▶ _Work to complete_: Revise each of the records by changing "utility" to "tool" wherever it occurs. Keep every other character the same.

▶ _Raw records_:
┌────────
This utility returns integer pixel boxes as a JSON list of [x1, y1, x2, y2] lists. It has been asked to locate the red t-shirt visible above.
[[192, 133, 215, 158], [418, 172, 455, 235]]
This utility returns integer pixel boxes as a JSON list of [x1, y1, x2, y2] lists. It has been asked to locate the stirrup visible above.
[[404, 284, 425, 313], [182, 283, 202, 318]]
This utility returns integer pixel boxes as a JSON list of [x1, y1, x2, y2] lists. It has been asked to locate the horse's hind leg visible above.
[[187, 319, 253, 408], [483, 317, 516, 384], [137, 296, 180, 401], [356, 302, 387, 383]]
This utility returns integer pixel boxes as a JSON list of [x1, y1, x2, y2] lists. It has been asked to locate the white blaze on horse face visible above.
└────────
▶ _Solution_:
This tool returns integer pixel boxes as a JSON list of [x1, y1, x2, y2] lists. It has been asked to locate the red t-shirt visible above.
[[192, 133, 215, 158], [418, 172, 455, 235]]
This tool returns integer pixel boxes as a JSON list of [x1, y1, x2, y2] lists. It has been asked to locate the stirrup visible above.
[[404, 284, 425, 313], [182, 283, 202, 318]]
This tool returns integer pixel boxes as a JSON list of [x1, y1, x2, y2] lists. It has been asked to locate the horse's hind leg visible above.
[[187, 319, 253, 408], [483, 317, 516, 384], [137, 296, 180, 401], [356, 302, 387, 383]]
This tool returns integer pixel boxes as a JSON list of [x1, y1, x2, y2] lists. It has been asked to locate the white blaze on horse face visible above.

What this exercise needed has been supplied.